BEGIN Given passage

Two young girls at the U.S. Customs and Border Protection Nogales Placement Center. Photo Credit: coolload / Flickr / Creative Commons

Last year, two young girls at the U.S. Customs and Border Protection Nogales Placement Center during the height of its operation. Photo Credit: coolload / Flickr / Creative Commons

Legislative safeguards have protected from deportation most of the 68,000 unaccompanied children (UACs), almost all of them from the Northern Triangle of Central America, who were apprehended at the southern border of the U.S. last year – but the challenges are far from over.  This temporary reprieve comes despite warnings by the Obama administration at the height of the crisis – and U.S. embassy-supported education campaigns in El Salvador, Guatemala, and Honduras since then – that youth considering flight to the U.S. will be returned home.  Provisions of the Trafficking Victims Protection Reauthorization Act (TVPRA) of 2008 have aided these Central America kids to legally remain in the U.S. by making them ineligible for expedited removal or voluntary departure until their cases are decided by an immigration court judge.  Attempts by the Department of Justice to fast track initial hearings have yet to result in expedited case closures, as judges typically issue continuances to children securing legal counsel and soliciting forms of deportation relief.  While it is still too early to predict case outcomes, several trends are evident:

  • Available data suggest that large numbers of UACs are benefiting from relief codified in U.S. immigration law, including asylum, Special Immigrant Juvenile Status (SIJS), and non-immigrant visas for victims of trafficking and other qualifying crimes. According to data from U.S. Citizenship and Immigration Services, approval rates for asylum applications submitted by minors have hovered around 80-90 percent for the past year.  (The bulk of applications of the most recent wave of arrivals have not yet been decided.)
  • More than 7,000 child migrants have been ordered deported between October 2013 and January 2015 for failing to appear in court, but their attorneys and advocacy groups have blamed an overburdened and resource-starved court system, pointing to documented instances in which clients were never notified of their hearing date or notices arrived late or were sent to the wrong address. In other cases children have been ordered to appear in court hundreds or thousands of miles away from where they have been placed in sponsor care.  With sufficient evidence, children who have received deportation orders in absentia may file motions to reopen their cases.

END Given passage
BEGIN Material shown

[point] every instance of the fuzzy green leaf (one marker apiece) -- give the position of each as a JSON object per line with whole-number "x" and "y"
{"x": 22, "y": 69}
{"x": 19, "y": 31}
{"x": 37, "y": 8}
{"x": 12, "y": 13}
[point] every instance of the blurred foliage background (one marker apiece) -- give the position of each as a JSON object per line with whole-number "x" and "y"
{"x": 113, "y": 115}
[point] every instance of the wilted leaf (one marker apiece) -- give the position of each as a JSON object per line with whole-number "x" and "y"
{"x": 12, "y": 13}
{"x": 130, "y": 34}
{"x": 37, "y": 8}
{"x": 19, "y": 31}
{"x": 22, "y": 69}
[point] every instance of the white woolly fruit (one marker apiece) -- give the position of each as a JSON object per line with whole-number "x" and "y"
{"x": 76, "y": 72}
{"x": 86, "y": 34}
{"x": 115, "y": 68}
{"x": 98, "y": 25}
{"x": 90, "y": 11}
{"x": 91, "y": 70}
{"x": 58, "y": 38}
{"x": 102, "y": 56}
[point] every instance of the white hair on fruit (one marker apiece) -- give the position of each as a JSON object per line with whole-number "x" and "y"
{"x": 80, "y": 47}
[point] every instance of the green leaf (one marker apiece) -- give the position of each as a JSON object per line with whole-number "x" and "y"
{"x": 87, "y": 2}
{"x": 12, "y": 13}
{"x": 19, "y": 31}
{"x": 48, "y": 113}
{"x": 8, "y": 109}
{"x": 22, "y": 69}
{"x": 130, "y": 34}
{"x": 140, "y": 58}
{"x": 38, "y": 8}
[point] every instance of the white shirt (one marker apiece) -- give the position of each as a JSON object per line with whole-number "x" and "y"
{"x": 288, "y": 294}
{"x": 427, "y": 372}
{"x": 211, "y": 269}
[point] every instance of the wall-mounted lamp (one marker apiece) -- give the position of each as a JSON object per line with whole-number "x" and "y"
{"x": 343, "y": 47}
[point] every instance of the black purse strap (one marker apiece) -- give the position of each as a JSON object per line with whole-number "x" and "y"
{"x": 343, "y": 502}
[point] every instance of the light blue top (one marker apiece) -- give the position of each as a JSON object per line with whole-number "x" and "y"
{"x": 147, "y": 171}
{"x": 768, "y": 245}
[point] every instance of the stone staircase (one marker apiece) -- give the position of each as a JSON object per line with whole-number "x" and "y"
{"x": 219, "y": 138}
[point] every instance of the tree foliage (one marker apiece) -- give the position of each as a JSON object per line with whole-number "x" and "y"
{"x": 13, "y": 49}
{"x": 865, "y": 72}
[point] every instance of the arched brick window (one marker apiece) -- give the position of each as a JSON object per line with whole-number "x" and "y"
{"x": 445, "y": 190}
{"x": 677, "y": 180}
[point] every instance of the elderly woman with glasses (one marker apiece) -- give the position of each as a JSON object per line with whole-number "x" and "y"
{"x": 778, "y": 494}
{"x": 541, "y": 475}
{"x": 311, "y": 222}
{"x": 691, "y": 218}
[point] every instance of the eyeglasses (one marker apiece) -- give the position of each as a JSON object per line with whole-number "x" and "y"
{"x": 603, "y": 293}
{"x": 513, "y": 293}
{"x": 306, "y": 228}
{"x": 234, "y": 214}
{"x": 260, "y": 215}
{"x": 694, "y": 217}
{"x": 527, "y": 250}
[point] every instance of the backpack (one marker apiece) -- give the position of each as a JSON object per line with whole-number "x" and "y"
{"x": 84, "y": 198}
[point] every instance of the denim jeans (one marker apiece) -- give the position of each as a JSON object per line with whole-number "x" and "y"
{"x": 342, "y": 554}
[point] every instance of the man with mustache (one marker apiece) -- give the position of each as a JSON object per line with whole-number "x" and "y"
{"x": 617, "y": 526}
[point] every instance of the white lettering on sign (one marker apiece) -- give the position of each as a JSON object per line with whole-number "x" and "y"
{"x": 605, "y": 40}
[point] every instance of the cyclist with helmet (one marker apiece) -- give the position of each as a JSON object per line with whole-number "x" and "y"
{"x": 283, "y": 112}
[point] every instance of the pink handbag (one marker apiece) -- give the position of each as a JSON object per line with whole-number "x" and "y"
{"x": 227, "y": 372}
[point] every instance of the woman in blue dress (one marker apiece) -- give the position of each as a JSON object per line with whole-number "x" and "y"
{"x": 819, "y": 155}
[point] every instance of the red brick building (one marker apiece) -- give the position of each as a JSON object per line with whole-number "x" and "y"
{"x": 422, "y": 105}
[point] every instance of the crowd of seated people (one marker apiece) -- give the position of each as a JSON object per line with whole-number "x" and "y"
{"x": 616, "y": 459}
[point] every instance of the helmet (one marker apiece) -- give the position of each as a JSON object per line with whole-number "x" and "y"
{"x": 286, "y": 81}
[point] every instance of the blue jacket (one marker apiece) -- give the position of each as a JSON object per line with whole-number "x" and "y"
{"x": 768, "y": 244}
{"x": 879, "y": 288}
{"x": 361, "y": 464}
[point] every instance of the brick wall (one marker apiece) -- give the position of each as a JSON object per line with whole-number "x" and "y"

END Material shown

Exercise tasks:
A – List every form of relief from deportation that the passage on unaccompanied child migrants names as codified in U.S. immigration law.
B – Continue the passage on unaccompanied child migrants from its final sentence.

Results of the exercise:
A –
- Asylum
- Special Immigrant Juvenile Status (SIJS)
- Non-immigrant visas for victims of trafficking and other qualifying crimes

B –
  • Access to legal representation continues to impact case outcomes. In fiscal years 2012-14, 73 percent of UACs with attorneys were permitted to remain in the country, compared to just 15 percent of children without representation.  According to federal data obtained by Syracuse University, as of October 31, 2014, less than one-third of UACs in pending cases had secured an attorney.

While the fate of these Central American kids hangs in the balance, so too do the legal protections that guarantee their day in court and their access to deportation relief.  An emboldened Republican-controlled Congress has resuscitated efforts to amend the TVPRA provisions protecting these children from expeditious return to their home countries.  Similar bills still under debate by the House Judiciary Committee propose tighter restrictions on the most commonly solicited forms of relief – asylum and Special Immigrant Juvenile Status.  Asylum seekers, for example, would face shorter filling deadlines and be required to wait for hearings in a “safe” third country.  A proposed revision to the hotly contested SIJS statute allowing abused, neglected, or abandoned children to reunite with a second parent in the U.S. would have serious repercussions for Central American UACs, many of whom are in the care of parent sponsors.  Meanwhile, a steady flow of new arrivals – 12,500 UACs and 11,000 family units since last October – are added to backlogged court dockets and increase the likelihood of a due process crisis.  Observers in the region and in Washington are acknowledging gingerly the possibility of a new wave of youth migration during the coming months, as conditions fueling the exodus from Central America remain acute.  The politics of such a renewed surge are complex, and may shape both the immigration policy debate in the U.S. and the prospects for Congressional approval of the administration’s request for $1 billion in development assistance for the Alliance for Prosperity in the Northern Triangle.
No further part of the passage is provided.